→ **SHORT EXERCISE**: Retype only what runs from the line that contains "black helmet in this photo." through the last line of the listing below, both lines included.

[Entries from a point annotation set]
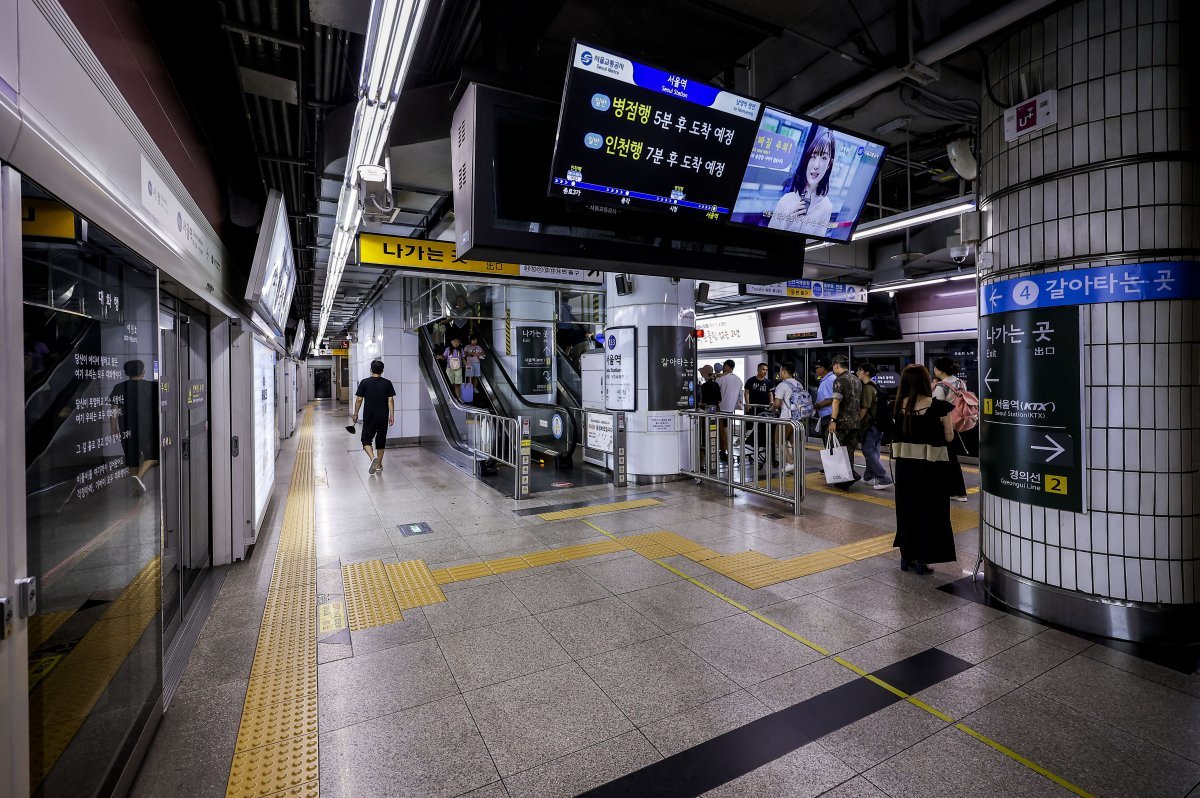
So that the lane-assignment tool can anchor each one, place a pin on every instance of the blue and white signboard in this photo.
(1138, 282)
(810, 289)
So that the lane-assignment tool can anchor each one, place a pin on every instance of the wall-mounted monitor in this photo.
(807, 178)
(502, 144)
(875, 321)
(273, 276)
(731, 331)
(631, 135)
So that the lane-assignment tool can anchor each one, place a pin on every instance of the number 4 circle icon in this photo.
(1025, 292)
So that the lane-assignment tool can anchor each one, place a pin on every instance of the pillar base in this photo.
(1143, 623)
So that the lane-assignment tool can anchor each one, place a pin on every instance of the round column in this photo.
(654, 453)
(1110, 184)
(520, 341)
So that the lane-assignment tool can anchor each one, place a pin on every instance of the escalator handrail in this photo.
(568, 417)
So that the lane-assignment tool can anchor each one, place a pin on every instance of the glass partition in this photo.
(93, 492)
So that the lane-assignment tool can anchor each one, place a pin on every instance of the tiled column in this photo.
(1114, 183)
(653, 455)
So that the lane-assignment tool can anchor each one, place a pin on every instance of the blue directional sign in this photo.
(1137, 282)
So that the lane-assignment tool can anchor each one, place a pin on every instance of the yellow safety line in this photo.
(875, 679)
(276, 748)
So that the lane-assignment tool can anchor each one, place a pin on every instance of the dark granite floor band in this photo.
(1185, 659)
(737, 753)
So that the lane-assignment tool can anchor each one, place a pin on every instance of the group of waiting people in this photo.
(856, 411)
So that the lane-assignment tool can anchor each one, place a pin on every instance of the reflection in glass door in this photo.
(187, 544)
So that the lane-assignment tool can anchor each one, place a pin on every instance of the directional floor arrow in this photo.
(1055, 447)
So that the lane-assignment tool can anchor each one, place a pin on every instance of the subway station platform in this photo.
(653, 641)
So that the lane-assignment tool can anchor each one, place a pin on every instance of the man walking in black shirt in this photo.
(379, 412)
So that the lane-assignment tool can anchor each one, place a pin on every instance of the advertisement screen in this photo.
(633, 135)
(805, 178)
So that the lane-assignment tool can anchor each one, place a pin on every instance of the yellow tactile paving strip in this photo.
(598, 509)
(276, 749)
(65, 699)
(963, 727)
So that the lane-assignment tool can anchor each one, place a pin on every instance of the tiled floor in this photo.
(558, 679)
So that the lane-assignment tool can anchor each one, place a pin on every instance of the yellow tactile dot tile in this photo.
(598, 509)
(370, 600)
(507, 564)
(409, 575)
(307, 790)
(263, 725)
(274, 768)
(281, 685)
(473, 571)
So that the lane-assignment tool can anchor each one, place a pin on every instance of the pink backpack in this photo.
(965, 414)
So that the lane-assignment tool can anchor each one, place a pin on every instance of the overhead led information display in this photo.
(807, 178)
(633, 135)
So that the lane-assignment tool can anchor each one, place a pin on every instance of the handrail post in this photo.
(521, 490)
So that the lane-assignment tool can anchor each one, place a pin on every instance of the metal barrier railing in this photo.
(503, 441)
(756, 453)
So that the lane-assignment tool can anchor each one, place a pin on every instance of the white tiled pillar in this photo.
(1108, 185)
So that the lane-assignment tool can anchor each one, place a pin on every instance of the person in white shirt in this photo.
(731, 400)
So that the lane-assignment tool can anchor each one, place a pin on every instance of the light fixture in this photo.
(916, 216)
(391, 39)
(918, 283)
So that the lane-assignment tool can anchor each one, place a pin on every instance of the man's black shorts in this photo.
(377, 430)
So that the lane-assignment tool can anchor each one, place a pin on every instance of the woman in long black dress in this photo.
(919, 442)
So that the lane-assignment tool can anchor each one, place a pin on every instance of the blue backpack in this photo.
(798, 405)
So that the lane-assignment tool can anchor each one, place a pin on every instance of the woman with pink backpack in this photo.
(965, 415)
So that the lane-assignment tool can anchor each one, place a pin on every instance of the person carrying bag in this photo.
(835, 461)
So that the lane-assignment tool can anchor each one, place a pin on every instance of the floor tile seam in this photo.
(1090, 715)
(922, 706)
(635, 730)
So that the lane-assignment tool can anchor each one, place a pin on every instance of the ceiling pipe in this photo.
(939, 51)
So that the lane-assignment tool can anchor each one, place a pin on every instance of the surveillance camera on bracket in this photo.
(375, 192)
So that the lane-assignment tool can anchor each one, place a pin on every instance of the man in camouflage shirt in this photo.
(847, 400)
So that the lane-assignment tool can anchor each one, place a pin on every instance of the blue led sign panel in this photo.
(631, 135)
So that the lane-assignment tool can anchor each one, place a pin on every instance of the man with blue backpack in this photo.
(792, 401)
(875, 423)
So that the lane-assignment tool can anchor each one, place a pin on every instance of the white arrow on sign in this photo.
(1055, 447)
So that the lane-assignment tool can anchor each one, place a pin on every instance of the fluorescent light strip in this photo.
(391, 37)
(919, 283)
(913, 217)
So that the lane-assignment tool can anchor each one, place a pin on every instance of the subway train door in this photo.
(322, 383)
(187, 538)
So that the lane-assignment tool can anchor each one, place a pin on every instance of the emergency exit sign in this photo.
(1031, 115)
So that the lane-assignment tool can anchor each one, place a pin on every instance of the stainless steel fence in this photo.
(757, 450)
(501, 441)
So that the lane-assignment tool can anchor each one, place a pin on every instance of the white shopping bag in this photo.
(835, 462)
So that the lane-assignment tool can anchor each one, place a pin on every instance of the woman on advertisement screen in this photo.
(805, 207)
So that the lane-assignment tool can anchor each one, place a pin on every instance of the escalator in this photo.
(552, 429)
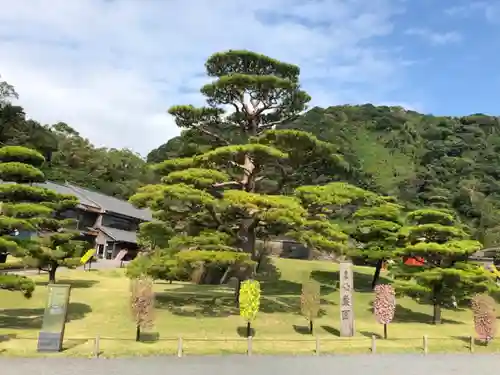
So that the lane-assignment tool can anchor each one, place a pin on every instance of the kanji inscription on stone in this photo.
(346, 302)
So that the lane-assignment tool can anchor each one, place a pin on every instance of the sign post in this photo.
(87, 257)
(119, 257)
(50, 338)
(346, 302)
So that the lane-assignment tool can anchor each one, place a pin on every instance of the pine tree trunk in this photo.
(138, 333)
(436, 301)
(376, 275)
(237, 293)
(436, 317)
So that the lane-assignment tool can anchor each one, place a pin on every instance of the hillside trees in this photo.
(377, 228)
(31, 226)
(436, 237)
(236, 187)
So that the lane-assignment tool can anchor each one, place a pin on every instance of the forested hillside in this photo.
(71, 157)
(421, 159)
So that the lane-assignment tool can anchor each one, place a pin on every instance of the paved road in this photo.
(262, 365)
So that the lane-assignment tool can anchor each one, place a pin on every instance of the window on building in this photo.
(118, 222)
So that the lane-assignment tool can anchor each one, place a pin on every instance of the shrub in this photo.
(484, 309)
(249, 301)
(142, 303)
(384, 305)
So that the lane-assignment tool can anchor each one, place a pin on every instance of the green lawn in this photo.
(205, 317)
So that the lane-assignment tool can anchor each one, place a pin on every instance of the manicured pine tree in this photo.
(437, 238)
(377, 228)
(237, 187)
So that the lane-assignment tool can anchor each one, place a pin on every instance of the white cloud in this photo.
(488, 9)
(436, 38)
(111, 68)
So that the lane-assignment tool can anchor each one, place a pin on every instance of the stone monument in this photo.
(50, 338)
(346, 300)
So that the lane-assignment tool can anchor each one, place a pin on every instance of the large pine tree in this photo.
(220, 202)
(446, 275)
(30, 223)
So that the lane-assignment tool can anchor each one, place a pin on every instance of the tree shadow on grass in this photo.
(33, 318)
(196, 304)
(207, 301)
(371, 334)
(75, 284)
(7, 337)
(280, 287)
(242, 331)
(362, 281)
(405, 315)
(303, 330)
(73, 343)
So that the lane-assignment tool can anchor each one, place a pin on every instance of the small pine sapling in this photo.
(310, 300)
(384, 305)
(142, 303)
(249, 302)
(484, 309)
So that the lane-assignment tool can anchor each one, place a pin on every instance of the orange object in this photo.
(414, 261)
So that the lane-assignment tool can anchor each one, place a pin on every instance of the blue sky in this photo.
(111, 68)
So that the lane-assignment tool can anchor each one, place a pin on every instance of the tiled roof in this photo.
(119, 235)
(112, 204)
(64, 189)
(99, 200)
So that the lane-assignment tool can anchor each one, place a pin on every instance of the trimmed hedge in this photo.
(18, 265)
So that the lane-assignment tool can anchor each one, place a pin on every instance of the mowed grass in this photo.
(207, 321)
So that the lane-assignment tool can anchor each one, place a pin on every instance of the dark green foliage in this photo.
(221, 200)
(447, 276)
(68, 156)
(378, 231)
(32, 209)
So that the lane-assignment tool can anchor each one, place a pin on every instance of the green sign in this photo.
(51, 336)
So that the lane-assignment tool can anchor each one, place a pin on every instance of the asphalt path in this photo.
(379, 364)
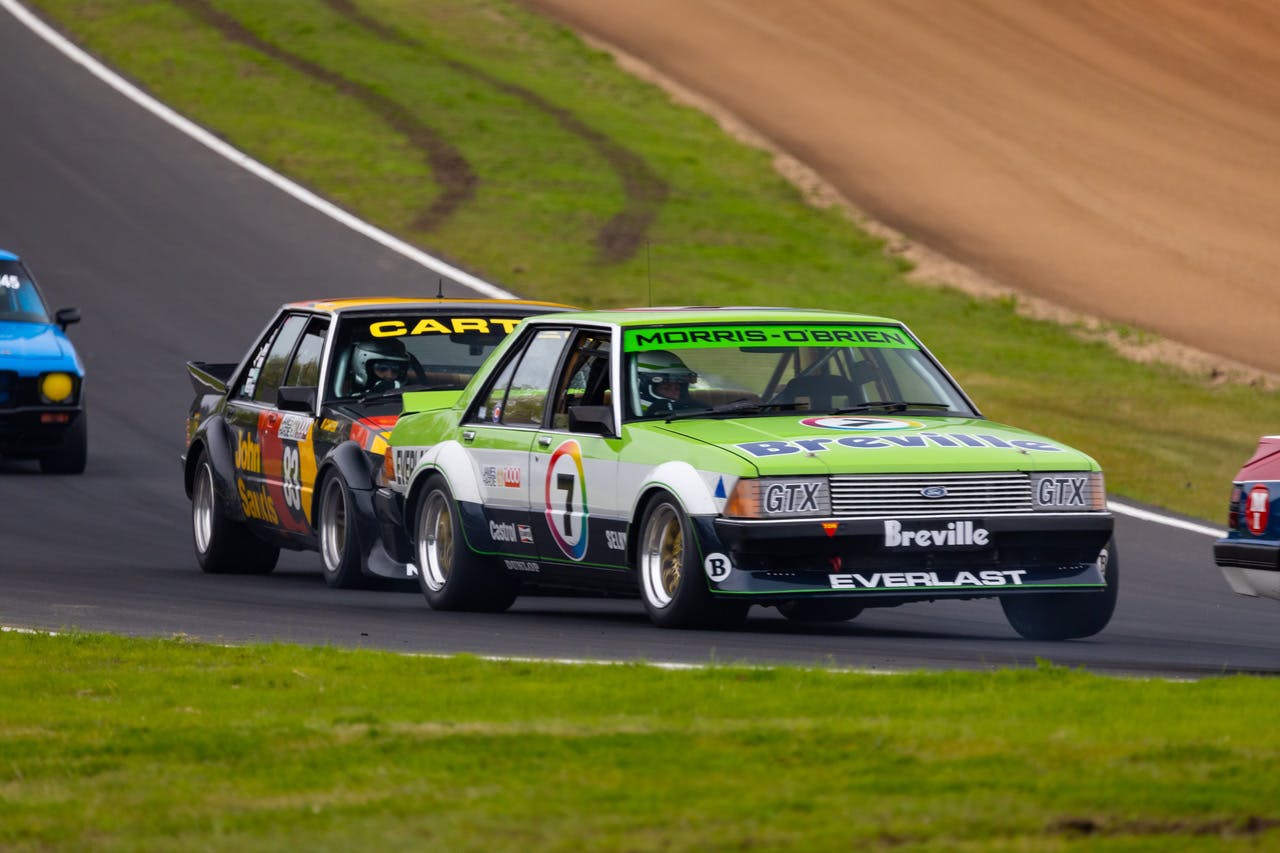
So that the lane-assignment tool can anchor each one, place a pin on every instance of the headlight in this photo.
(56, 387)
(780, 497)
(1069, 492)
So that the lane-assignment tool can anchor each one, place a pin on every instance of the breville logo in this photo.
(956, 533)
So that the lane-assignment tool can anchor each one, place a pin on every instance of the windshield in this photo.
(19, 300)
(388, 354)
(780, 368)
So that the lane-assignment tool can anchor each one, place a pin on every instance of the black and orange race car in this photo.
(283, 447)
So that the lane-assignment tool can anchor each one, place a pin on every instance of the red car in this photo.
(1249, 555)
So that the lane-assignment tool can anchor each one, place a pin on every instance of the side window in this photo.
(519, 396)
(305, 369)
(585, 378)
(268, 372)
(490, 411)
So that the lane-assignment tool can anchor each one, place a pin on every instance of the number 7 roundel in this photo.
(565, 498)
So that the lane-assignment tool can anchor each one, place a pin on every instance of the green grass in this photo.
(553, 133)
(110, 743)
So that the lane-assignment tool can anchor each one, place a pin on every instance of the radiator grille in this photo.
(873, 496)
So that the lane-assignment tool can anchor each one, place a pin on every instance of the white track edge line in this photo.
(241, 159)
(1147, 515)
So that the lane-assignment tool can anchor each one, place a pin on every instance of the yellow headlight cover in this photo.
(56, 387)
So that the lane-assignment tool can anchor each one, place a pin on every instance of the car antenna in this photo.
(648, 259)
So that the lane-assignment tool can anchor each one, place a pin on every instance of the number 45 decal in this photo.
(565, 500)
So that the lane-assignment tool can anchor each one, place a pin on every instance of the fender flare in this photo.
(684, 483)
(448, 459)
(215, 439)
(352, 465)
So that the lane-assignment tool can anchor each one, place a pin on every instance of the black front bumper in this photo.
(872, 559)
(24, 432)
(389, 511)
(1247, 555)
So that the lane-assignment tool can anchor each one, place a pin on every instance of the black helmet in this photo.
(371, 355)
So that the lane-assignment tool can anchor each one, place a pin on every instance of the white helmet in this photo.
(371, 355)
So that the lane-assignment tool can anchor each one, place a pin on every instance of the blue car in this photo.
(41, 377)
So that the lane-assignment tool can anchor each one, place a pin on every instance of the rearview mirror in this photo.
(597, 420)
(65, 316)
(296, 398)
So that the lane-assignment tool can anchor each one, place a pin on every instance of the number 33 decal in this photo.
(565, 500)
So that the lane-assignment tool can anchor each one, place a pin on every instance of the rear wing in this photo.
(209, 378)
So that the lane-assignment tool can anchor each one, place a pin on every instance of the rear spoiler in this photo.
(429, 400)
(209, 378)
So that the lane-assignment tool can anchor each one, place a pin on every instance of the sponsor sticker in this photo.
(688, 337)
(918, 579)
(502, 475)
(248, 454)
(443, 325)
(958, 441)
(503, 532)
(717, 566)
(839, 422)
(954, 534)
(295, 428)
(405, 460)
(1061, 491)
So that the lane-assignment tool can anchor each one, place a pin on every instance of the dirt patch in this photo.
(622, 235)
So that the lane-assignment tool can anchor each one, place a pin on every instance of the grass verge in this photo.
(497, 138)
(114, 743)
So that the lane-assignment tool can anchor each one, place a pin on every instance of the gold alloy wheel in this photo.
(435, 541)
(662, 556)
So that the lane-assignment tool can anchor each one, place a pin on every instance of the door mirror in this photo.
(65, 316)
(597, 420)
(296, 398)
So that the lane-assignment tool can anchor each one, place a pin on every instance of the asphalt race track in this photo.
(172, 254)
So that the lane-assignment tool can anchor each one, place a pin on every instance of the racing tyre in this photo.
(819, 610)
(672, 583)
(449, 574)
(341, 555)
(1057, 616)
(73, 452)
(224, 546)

→ **OUTPUT FOR THIS TASK**:
So that the lane-assignment tool can anchor each one, place a pin on every instance of the black helmet in this photo.
(371, 355)
So that the lane-assignment tool can anchor each one, place a pin on every instance of the white helmet in this photo.
(371, 355)
So that the lane-assignment tool can anchor each one, place a pin on every instance of the blue car in this photo.
(41, 377)
So that the lane-assignment tool can anchor each one, place a pin on every instance of the rearview mirror in this photo.
(597, 420)
(65, 316)
(296, 398)
So that the lane-assignment tool can anchor each one, place a pin on every instance of the number 33 decal in this photo.
(565, 500)
So that the lane-assignment tool can anchor each one, place a pin on every instance of the rear wing in this photo.
(209, 378)
So that the lane-assignment tool can anchor each one, place a pin on every instance of the rear spoiler in this photo.
(429, 400)
(209, 378)
So that the lane-assignment tool can anchor each one, place a pin on every instance of the sponsor sticker in this photo.
(688, 337)
(918, 579)
(502, 475)
(248, 454)
(443, 325)
(958, 441)
(503, 532)
(717, 566)
(839, 422)
(954, 534)
(295, 428)
(405, 460)
(1061, 491)
So that the lane-assignment tool can anchor each one, place a pin on every instance of the dirt patch in this photo.
(622, 235)
So that the lane-assignment tool can anchor each one, place a pin on every instance of the grass verge in this photo.
(497, 138)
(114, 743)
So that the lane-assignment tool can anchor each one, place a pin on every instance of the gold alloy wheel in this photo.
(435, 541)
(662, 556)
So that the lane-assignment tool can anchor each one, place a pin on every instance of the door mirror in this photo.
(65, 316)
(597, 420)
(296, 398)
So that the lane-assignment tool can anchor each one, place a pin on every instance of the asphalt race track in this photo.
(172, 254)
So that the lane-assignment tool can anchor each one, place a pin on every instance of the racing tyre in this photo.
(819, 610)
(672, 583)
(449, 574)
(341, 555)
(1057, 616)
(73, 452)
(224, 546)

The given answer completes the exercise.